(STORED DATA begins)

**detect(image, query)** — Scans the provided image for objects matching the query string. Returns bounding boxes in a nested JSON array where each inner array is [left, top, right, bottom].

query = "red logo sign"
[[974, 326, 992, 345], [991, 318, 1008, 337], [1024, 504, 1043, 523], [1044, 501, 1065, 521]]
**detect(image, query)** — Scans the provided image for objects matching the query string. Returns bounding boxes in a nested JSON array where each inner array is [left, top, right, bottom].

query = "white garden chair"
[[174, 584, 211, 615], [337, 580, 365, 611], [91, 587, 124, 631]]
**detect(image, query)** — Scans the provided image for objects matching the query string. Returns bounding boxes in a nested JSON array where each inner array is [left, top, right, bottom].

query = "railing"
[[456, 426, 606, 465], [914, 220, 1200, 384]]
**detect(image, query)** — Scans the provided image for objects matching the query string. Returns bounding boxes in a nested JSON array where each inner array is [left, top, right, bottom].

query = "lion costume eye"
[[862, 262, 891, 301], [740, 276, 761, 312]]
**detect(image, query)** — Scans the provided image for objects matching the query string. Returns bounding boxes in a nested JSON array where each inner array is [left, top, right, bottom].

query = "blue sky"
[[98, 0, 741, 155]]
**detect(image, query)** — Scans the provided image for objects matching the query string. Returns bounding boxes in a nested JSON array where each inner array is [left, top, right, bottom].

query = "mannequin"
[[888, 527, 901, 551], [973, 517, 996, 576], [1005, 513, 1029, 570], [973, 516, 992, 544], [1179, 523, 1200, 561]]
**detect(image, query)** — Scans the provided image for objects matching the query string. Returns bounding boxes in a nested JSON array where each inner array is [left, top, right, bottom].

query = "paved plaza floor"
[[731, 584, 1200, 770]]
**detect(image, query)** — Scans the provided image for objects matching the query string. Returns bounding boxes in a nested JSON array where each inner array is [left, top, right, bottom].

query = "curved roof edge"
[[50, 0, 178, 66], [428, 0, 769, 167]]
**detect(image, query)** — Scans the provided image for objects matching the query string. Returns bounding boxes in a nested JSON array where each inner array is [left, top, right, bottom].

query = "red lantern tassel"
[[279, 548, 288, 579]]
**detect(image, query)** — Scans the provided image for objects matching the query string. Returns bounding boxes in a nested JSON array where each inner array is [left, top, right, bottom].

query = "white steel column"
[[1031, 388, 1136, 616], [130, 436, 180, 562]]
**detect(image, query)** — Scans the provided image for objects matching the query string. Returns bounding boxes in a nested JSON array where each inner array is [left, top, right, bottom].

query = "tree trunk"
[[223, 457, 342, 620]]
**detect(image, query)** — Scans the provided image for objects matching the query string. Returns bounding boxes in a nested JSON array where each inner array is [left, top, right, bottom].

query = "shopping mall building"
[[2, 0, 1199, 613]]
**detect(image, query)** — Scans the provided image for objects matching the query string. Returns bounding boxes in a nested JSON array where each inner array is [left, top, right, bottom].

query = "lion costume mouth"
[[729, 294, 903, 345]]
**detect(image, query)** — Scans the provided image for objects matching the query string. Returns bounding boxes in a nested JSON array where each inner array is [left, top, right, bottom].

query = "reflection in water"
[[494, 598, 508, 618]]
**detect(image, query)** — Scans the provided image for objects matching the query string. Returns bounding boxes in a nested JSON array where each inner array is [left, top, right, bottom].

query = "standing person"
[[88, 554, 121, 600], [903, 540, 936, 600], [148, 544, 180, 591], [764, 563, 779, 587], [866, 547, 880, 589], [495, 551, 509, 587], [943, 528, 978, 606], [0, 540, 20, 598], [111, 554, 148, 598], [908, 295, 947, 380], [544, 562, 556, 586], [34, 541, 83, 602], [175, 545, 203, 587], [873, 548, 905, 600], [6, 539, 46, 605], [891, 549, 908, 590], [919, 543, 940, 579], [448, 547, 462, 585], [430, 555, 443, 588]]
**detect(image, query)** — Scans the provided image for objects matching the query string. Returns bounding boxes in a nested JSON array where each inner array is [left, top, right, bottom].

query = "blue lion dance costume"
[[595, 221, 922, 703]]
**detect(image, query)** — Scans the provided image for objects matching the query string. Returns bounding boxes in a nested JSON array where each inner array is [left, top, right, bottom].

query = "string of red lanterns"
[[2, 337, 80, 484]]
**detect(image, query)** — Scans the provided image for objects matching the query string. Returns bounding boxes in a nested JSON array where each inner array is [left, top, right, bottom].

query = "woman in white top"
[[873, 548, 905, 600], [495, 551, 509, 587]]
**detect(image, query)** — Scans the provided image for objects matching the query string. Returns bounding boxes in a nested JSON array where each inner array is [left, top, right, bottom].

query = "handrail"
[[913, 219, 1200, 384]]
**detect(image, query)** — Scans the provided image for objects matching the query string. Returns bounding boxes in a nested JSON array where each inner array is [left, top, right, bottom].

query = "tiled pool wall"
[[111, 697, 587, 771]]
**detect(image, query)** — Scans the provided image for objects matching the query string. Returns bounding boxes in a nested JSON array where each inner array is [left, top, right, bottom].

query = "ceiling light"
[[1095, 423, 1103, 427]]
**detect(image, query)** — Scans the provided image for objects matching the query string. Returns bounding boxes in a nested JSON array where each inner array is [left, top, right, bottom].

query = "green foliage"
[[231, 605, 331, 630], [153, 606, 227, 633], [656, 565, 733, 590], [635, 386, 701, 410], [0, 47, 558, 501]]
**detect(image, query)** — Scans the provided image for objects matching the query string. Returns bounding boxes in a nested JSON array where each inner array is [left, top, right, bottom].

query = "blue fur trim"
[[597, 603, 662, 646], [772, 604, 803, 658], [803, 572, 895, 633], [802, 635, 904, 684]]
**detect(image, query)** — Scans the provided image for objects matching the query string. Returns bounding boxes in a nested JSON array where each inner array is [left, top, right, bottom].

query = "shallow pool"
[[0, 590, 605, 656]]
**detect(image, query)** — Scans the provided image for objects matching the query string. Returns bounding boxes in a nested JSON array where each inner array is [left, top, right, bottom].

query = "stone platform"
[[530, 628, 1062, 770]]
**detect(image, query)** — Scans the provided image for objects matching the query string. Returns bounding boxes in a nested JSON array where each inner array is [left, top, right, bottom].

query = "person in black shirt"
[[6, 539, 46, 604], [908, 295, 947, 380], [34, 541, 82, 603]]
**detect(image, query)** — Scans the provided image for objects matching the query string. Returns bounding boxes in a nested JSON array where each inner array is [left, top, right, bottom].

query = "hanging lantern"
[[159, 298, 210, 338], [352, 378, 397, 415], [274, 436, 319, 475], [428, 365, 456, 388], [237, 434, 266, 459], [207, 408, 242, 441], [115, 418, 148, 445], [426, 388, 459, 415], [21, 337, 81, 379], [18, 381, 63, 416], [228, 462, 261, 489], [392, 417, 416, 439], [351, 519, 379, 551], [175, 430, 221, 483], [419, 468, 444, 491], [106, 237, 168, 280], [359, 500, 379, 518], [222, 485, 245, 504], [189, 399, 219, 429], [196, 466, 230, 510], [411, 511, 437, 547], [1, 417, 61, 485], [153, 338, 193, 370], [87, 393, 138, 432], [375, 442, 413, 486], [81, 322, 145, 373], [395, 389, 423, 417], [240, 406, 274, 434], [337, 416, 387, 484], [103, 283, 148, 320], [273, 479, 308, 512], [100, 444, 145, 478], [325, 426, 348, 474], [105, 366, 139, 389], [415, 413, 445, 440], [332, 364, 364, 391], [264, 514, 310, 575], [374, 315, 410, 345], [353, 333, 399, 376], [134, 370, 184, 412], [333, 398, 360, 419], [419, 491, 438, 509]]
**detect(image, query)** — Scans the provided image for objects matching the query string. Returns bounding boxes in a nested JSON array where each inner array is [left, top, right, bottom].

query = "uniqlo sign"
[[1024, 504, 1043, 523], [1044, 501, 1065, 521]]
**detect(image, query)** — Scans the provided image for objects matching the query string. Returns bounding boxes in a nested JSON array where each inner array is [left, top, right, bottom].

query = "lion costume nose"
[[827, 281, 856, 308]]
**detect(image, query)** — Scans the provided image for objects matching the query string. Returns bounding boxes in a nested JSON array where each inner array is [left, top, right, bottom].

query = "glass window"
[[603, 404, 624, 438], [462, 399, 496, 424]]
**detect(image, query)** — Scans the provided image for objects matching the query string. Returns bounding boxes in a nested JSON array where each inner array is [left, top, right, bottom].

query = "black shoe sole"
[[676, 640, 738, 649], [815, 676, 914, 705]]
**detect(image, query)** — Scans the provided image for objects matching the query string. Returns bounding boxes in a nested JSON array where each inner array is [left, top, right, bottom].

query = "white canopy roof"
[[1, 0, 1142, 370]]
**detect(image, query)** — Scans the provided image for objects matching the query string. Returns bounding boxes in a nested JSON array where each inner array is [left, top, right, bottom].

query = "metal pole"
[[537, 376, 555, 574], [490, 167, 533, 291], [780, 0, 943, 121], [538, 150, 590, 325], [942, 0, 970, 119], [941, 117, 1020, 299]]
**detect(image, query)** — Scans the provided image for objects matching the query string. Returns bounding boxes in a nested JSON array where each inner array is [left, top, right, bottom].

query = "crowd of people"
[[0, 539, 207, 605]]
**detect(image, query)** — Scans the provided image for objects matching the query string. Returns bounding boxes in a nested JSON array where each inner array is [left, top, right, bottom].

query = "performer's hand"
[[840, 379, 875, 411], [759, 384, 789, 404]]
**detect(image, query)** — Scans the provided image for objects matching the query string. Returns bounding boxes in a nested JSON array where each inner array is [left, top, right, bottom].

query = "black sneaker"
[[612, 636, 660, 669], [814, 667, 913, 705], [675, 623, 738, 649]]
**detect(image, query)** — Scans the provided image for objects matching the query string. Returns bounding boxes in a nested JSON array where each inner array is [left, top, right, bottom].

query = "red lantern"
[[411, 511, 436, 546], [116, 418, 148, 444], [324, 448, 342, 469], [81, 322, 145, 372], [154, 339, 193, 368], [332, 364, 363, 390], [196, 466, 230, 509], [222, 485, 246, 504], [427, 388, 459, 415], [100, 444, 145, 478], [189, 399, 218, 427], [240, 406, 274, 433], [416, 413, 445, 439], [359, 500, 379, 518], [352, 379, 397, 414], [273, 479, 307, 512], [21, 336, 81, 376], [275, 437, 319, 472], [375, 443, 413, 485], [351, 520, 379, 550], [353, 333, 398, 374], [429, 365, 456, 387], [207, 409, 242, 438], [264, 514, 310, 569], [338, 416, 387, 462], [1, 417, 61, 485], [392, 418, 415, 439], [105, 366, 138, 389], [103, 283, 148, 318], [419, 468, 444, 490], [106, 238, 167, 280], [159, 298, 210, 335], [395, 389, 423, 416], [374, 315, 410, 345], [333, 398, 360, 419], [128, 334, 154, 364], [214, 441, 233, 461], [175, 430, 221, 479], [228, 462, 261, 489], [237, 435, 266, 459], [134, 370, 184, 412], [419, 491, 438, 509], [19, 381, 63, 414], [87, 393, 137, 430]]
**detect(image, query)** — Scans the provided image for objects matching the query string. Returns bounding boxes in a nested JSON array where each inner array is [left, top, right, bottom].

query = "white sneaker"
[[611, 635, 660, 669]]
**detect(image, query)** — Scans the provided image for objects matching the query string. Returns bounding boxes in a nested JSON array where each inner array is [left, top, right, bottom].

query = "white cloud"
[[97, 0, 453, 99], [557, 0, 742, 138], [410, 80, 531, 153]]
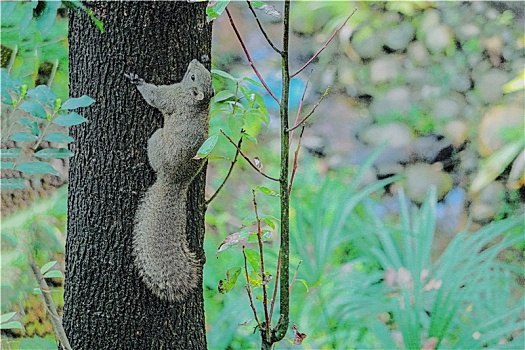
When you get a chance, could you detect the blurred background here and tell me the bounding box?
[2,1,524,349]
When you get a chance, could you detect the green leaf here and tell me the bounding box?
[206,0,230,22]
[53,112,88,126]
[17,118,40,136]
[256,186,279,197]
[212,69,237,82]
[213,90,236,103]
[242,131,257,144]
[61,95,96,110]
[218,267,241,294]
[0,312,16,324]
[43,270,63,278]
[40,261,57,274]
[0,148,21,159]
[26,85,57,106]
[35,148,73,159]
[9,132,37,142]
[244,249,260,272]
[194,134,218,159]
[0,320,23,330]
[242,77,264,88]
[0,161,14,169]
[0,178,26,189]
[35,1,61,34]
[15,162,60,176]
[44,132,74,143]
[18,100,47,119]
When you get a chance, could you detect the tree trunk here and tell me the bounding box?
[63,2,211,348]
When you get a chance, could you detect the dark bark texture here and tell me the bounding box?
[64,2,211,349]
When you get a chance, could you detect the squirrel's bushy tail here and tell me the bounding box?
[133,181,200,301]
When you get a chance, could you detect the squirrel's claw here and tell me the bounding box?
[124,72,145,86]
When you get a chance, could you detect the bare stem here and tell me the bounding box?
[288,73,311,146]
[287,87,330,132]
[288,126,305,195]
[290,8,357,78]
[252,190,271,340]
[268,252,281,322]
[243,248,261,327]
[29,255,72,350]
[206,137,243,205]
[47,59,59,88]
[246,0,283,55]
[220,129,279,182]
[226,7,280,103]
[289,260,302,294]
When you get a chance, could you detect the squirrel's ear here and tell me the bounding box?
[192,87,205,101]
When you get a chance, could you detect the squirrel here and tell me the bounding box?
[125,59,213,302]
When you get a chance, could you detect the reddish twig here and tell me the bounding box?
[288,126,305,195]
[289,260,302,294]
[206,137,243,205]
[290,8,357,78]
[246,0,282,55]
[226,7,280,103]
[289,72,311,146]
[243,247,261,327]
[252,190,271,331]
[287,87,330,132]
[269,251,281,322]
[220,129,279,182]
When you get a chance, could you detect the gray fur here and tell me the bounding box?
[126,60,213,301]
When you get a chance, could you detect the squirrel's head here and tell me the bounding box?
[183,59,214,105]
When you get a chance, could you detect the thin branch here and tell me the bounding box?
[252,190,271,334]
[243,247,261,327]
[290,8,357,78]
[289,72,311,146]
[246,0,283,55]
[268,251,281,322]
[288,126,305,195]
[206,137,243,205]
[219,129,279,182]
[29,255,72,350]
[289,260,302,294]
[226,7,280,103]
[287,87,330,132]
[47,59,59,88]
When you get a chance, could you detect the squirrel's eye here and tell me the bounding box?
[191,74,196,81]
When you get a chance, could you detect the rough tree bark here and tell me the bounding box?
[63,3,211,348]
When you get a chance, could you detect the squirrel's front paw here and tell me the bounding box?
[124,73,145,86]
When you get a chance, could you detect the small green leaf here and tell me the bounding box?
[17,118,40,136]
[9,132,37,142]
[0,312,16,324]
[40,261,57,274]
[194,134,218,159]
[19,100,47,119]
[218,267,241,294]
[0,148,21,159]
[26,85,57,106]
[242,131,257,144]
[61,95,96,110]
[15,162,60,176]
[44,132,74,143]
[0,178,26,189]
[213,90,236,103]
[212,69,237,82]
[296,279,309,292]
[256,186,279,197]
[206,0,230,22]
[0,162,15,169]
[0,320,23,330]
[53,112,88,126]
[242,77,264,88]
[35,148,73,159]
[244,249,260,272]
[43,270,63,278]
[35,1,61,34]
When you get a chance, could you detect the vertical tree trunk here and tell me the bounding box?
[63,2,211,348]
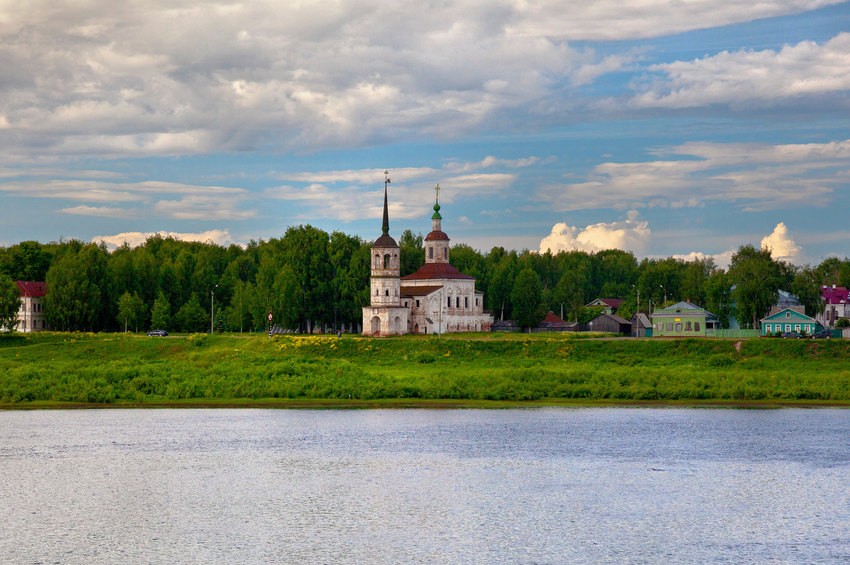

(STORED DATA ends)

• **TASK TO CARRY OUT**:
Pictures do not belong in your copy; restate word for word the lines from the one containing "When you get a chance, could you detect the rough" through the last line of the records above.

• **RESPONSE FOR THIS EXERCISE**:
When you get a chance, could you detect the rough tree bark here and tell me the bounding box?
[63,3,211,348]
When you get a chance, could you detect the squirrel's front paw here and tell me the bounding box?
[124,73,145,86]
When you get a chance, could you detect the small green leaf here and tell me the bounding box?
[17,118,40,136]
[9,132,37,142]
[0,312,16,324]
[40,261,57,274]
[194,134,218,159]
[19,100,47,119]
[218,267,241,294]
[0,148,21,159]
[26,85,57,106]
[242,131,257,144]
[61,95,96,110]
[15,162,60,176]
[44,132,74,143]
[0,178,26,189]
[213,90,236,103]
[212,69,237,82]
[296,279,309,292]
[256,186,279,197]
[206,0,230,22]
[0,162,15,169]
[0,320,23,330]
[53,112,88,126]
[242,77,264,88]
[35,148,73,159]
[244,249,260,272]
[43,270,63,278]
[35,1,61,34]
When you get a chance, could you detect the vertical tree trunk here and tell me the bounding box?
[63,2,211,348]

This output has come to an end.